== What is expected ==
Copy out the baseball blog post below word for word, from its date line through its final sentence.

== Document extract ==
Monday, June 23, 2008

Crazy Like A Not Crazy Person

I caught the Sunday Night Baseball game on the Lemur last night, as the Cubs completed their sweep of the White Sox at Wrigley in the battle of first place Chicago baseball teams. (Which is, really, a post in itself, given that the series had absolutely no out-of-market hype before it happened, and a similar first place matchup between the Mets and Yankees, or even perhaps the Angels and Dodgers, would have gotten a lot more run. It's funny, isn't it, how pennant races and championships in + Media Markets mean more, doesn't it? Our readers in San Antonio are now nodding their heads so vigorously, it's working as air conditioning.)

Dataset entries:
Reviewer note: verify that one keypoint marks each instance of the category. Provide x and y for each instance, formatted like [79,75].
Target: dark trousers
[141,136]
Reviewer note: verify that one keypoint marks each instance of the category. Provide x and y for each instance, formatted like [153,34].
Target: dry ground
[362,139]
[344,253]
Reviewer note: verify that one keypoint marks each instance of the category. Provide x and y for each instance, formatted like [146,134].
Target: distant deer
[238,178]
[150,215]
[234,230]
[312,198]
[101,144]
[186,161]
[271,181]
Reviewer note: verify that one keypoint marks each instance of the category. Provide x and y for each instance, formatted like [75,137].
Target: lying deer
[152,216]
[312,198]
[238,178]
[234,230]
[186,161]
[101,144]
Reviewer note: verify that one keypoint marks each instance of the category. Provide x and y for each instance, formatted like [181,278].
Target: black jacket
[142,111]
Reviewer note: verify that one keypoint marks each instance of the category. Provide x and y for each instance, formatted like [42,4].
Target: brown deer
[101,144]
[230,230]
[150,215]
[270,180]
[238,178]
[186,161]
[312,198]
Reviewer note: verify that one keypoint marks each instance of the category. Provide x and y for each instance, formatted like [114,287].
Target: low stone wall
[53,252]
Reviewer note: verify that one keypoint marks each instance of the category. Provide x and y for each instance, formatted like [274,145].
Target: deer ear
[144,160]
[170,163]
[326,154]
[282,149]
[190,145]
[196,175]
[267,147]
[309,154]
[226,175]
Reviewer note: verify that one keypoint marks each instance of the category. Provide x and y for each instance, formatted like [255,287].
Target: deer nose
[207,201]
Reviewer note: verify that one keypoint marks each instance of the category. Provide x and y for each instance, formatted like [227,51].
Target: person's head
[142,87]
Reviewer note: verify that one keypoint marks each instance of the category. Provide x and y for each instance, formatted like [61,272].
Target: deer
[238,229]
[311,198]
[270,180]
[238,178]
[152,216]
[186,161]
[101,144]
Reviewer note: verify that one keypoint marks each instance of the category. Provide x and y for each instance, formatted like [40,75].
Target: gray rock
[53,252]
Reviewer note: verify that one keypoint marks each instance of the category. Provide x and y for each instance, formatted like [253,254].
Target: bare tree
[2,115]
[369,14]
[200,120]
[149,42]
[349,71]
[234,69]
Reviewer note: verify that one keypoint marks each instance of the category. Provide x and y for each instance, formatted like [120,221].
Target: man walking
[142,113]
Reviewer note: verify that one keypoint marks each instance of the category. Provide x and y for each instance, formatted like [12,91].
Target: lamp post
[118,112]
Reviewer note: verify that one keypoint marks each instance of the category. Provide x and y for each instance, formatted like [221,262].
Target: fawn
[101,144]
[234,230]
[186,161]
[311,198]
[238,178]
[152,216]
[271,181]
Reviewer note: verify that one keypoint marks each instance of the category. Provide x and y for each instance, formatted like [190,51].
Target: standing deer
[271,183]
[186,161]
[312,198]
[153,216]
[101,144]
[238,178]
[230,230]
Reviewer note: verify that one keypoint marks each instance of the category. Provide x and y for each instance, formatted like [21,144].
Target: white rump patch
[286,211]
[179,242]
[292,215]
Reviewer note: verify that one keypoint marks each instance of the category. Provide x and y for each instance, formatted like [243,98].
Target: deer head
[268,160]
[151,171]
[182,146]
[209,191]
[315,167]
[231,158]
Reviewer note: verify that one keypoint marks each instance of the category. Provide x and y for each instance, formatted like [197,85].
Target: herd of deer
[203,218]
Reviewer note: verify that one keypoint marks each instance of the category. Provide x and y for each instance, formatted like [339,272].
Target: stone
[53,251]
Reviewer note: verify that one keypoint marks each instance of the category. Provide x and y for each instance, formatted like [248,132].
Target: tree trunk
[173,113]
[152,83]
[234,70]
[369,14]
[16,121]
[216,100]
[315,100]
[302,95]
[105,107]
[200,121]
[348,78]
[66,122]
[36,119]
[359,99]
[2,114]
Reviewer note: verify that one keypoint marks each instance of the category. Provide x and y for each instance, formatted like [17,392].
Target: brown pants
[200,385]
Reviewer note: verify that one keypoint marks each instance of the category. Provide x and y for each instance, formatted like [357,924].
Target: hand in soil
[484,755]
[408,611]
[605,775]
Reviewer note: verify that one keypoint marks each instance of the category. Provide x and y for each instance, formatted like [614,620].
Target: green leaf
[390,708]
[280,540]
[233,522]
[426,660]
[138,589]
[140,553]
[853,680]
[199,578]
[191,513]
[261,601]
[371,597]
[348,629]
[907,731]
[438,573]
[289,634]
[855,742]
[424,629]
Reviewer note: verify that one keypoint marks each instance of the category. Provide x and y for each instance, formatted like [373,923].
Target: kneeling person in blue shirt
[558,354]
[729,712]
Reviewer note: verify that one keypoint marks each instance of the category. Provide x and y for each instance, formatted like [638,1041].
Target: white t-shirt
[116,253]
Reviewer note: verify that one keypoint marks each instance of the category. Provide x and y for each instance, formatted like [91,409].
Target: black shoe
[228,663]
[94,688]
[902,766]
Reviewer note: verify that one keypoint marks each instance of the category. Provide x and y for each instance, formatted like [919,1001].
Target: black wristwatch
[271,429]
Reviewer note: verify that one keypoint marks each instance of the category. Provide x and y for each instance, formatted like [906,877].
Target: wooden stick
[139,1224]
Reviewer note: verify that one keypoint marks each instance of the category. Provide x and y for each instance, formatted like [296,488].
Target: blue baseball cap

== Response to this exercise ==
Monday, June 23, 2008

Crazy Like A Not Crazy Person

I caught the Sunday Night Baseball game on the Lemur last night, as the Cubs completed their sweep of the White Sox at Wrigley in the battle of first place Chicago baseball teams. (Which is, really, a post in itself, given that the series had absolutely no out-of-market hype before it happened, and a similar first place matchup between the Mets and Yankees, or even perhaps the Angels and Dodgers, would have gotten a lot more run. It's funny, isn't it, how pennant races and championships in + Media Markets mean more, doesn't it? Our readers in San Antonio are now nodding their heads so vigorously, it's working as air conditioning.)